The request:
Copy out the part of the records that opens with the line containing "Where can the large" and closes with the line containing "(1177, 325)", both lines included, reproducing each line without any change.

_ _ _ _ _ _ _

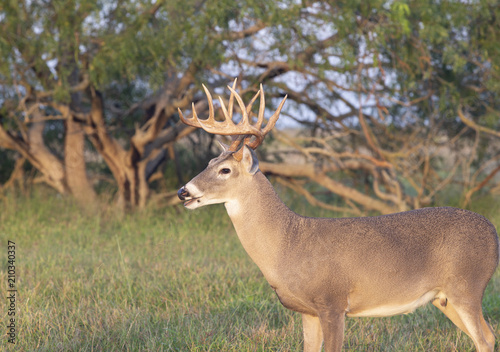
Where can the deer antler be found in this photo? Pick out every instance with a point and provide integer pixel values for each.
(244, 130)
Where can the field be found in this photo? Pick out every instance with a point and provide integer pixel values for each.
(170, 280)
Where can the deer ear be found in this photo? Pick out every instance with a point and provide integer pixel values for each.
(249, 160)
(223, 146)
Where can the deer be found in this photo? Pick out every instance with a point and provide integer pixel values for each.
(328, 269)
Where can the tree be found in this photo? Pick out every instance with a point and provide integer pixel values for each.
(375, 86)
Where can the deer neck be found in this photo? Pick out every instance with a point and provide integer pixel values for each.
(260, 219)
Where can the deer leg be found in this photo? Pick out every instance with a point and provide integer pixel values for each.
(488, 331)
(332, 324)
(479, 331)
(449, 310)
(313, 335)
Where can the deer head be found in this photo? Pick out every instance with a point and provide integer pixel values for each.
(237, 163)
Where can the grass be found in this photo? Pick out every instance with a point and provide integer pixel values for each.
(170, 280)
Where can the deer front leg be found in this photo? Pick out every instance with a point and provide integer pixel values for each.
(332, 324)
(313, 335)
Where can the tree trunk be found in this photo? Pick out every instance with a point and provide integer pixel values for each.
(74, 160)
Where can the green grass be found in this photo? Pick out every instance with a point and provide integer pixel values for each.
(169, 280)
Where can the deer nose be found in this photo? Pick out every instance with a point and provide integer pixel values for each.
(182, 193)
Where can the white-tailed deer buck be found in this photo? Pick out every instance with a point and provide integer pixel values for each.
(327, 269)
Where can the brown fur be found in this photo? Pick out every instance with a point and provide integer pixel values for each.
(369, 266)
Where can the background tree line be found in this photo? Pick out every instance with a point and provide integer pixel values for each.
(390, 103)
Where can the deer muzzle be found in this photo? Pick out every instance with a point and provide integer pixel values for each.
(183, 193)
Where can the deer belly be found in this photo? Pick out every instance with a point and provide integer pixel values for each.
(390, 308)
(293, 302)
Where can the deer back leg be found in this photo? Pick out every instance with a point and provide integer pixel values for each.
(313, 335)
(332, 324)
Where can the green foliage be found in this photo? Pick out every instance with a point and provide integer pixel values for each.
(167, 280)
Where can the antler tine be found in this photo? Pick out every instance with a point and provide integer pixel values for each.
(211, 115)
(193, 121)
(260, 118)
(249, 107)
(231, 99)
(244, 114)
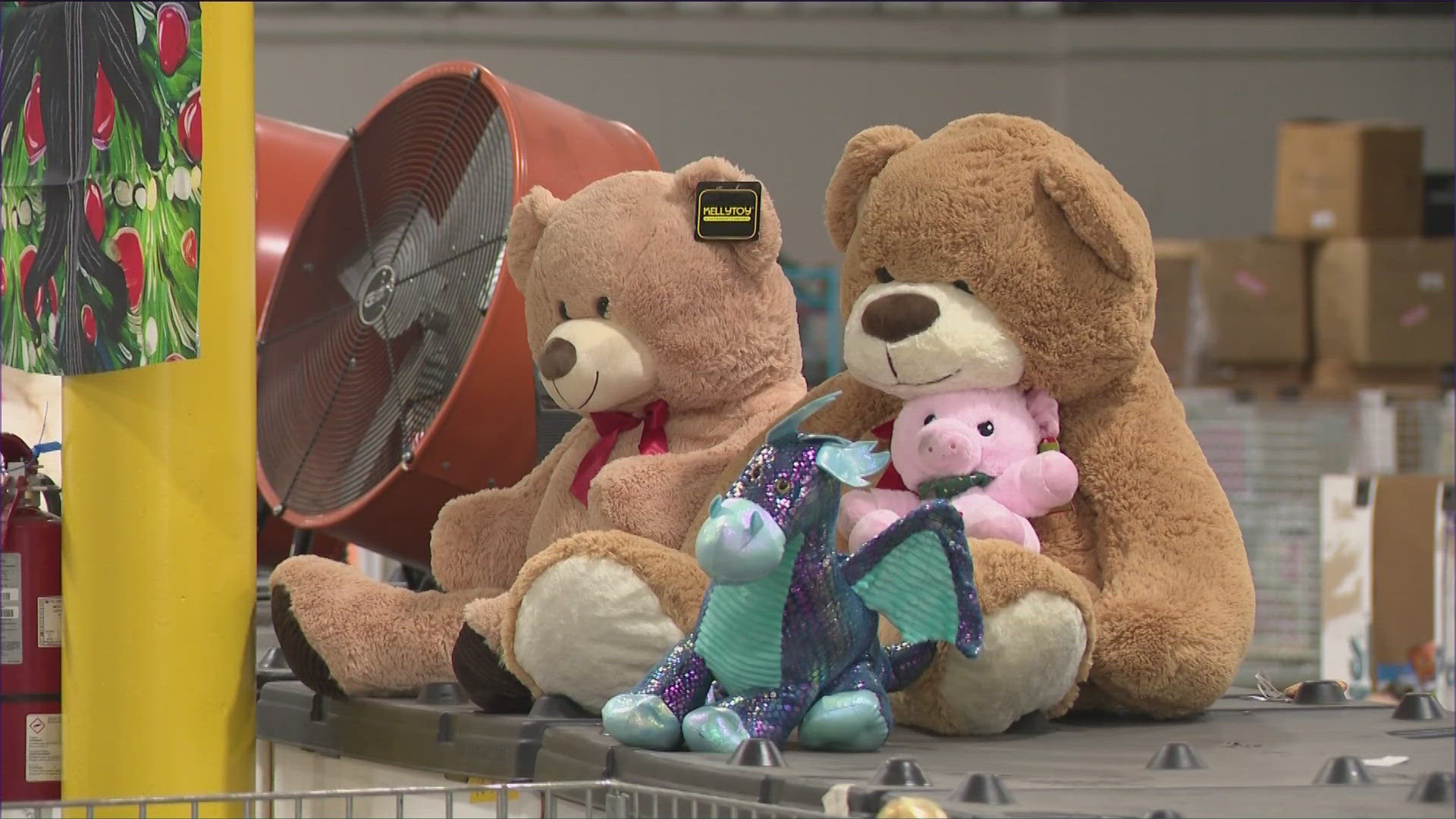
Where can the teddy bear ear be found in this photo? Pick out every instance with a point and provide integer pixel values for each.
(756, 257)
(1101, 213)
(525, 234)
(1043, 409)
(864, 158)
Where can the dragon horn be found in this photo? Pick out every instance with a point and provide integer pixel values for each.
(786, 431)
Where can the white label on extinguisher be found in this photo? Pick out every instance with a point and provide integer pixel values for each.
(42, 748)
(49, 623)
(12, 651)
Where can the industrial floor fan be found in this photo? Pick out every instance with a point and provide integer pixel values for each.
(291, 161)
(392, 363)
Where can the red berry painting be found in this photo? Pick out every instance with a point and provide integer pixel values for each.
(102, 178)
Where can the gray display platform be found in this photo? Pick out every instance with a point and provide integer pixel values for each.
(1254, 758)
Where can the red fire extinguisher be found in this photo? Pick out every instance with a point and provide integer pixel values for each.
(30, 629)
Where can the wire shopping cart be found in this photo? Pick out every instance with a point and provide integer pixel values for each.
(565, 800)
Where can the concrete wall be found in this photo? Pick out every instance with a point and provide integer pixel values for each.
(1183, 110)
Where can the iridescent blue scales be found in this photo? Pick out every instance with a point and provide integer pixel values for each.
(788, 632)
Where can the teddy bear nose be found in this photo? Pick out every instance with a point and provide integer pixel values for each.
(557, 359)
(899, 315)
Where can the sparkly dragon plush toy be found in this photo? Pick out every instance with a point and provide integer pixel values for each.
(788, 632)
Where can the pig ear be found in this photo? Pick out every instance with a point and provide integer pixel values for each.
(525, 234)
(756, 257)
(1044, 413)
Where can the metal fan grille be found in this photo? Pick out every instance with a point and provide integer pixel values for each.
(383, 293)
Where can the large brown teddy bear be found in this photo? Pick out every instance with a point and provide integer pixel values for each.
(996, 253)
(679, 350)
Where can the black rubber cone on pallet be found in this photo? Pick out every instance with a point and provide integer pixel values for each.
(1175, 757)
(1320, 692)
(1432, 789)
(1419, 706)
(756, 752)
(900, 773)
(982, 789)
(1343, 771)
(441, 694)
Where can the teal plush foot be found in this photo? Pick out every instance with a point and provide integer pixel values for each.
(712, 729)
(641, 720)
(849, 720)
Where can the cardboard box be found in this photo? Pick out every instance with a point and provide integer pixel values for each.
(1385, 302)
(1386, 598)
(1256, 295)
(1348, 180)
(1177, 325)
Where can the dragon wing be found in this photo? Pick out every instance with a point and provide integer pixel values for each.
(918, 573)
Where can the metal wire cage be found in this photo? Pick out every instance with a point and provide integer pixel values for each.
(585, 799)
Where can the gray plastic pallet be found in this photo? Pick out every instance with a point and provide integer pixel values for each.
(1258, 758)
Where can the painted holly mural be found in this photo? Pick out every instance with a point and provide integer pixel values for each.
(102, 174)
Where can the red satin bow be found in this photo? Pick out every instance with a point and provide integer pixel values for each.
(610, 426)
(890, 479)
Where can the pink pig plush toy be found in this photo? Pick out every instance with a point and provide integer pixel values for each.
(979, 449)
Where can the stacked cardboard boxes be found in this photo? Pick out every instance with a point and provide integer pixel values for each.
(1347, 292)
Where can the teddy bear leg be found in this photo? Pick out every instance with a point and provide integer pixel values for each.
(1036, 651)
(476, 661)
(348, 635)
(595, 613)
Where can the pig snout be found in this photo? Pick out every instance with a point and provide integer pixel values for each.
(946, 447)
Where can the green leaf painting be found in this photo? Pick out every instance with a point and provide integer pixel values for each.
(102, 178)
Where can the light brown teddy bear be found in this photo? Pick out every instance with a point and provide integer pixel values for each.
(996, 254)
(674, 352)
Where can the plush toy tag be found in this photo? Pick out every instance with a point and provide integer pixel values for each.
(728, 212)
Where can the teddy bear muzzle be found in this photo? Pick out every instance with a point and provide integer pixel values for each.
(593, 365)
(913, 338)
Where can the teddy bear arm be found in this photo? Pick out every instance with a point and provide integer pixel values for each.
(479, 539)
(657, 496)
(1175, 613)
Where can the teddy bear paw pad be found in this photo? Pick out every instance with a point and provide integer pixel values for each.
(300, 656)
(849, 720)
(641, 720)
(714, 729)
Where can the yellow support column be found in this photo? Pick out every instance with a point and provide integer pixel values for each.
(161, 518)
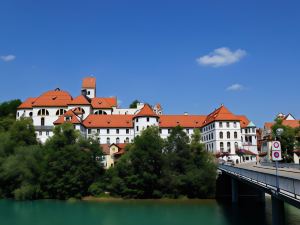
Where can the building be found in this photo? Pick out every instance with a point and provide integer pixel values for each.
(101, 119)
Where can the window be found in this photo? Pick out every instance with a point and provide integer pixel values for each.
(221, 135)
(228, 135)
(60, 112)
(100, 112)
(42, 121)
(228, 146)
(221, 146)
(43, 112)
(235, 135)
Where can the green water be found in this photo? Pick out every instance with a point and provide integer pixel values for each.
(206, 212)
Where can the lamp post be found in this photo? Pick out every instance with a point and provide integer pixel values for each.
(279, 132)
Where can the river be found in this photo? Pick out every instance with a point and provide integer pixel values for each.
(139, 212)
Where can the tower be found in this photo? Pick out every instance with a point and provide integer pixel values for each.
(89, 87)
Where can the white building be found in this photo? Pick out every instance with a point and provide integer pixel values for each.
(103, 120)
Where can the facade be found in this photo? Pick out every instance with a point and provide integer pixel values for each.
(101, 119)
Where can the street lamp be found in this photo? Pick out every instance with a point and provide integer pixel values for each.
(278, 132)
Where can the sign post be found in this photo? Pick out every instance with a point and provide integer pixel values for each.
(276, 156)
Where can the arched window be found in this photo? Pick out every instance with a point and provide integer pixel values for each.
(228, 146)
(42, 121)
(235, 135)
(43, 112)
(221, 146)
(100, 112)
(221, 135)
(60, 112)
(228, 135)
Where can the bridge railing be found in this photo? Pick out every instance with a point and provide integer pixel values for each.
(288, 186)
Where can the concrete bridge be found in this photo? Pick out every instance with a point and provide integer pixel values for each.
(256, 180)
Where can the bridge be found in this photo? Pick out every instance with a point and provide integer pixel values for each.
(262, 179)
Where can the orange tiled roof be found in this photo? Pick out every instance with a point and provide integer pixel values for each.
(290, 123)
(53, 98)
(89, 82)
(243, 121)
(146, 111)
(69, 113)
(168, 121)
(80, 100)
(115, 121)
(104, 103)
(27, 104)
(221, 113)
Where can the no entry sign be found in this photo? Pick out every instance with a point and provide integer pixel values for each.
(276, 156)
(276, 146)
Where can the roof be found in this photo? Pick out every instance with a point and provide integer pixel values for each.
(80, 100)
(107, 121)
(69, 113)
(106, 148)
(221, 113)
(290, 123)
(168, 121)
(52, 98)
(146, 111)
(104, 103)
(89, 82)
(27, 104)
(243, 121)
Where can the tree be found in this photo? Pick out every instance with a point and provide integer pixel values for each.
(9, 108)
(133, 105)
(287, 139)
(137, 173)
(70, 165)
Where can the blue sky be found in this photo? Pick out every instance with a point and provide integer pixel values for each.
(190, 56)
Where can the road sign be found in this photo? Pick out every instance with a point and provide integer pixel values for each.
(276, 146)
(276, 156)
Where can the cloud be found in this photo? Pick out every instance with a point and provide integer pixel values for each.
(235, 87)
(221, 57)
(7, 58)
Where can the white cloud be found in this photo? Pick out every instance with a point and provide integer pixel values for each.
(235, 87)
(8, 58)
(221, 57)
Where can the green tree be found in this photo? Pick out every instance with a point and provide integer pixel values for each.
(9, 108)
(70, 165)
(133, 105)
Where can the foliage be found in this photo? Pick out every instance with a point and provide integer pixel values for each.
(133, 105)
(9, 108)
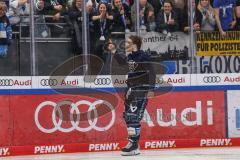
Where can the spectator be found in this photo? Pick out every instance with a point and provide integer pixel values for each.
(92, 6)
(121, 16)
(102, 23)
(157, 5)
(225, 15)
(41, 29)
(19, 8)
(147, 19)
(195, 18)
(238, 14)
(206, 18)
(75, 16)
(167, 20)
(5, 30)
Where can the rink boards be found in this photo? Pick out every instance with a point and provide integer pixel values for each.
(42, 115)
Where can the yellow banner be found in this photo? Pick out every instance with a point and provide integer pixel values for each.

_ _ _ _ _ _ _

Final result:
Where can the large brown teddy bear be found in this photo? Pick out every instance with a point and provide integer pixel values for each.
(996, 253)
(679, 350)
Where can the black rubber cone on pallet be found in this photo? Pick out every instance with a point and provide integer pixel values for each.
(1175, 757)
(1320, 692)
(1432, 789)
(1419, 706)
(756, 752)
(900, 773)
(982, 789)
(1343, 771)
(441, 694)
Where can the teal plush foot be found in this photo? Pick out every instance with a point and provide integer pixel values for each.
(712, 729)
(641, 720)
(849, 720)
Where can the cardboard box be found in this photo? Pick out every instance with a point and provide integer pixel values for each.
(1385, 302)
(1386, 598)
(1256, 295)
(1348, 180)
(1177, 325)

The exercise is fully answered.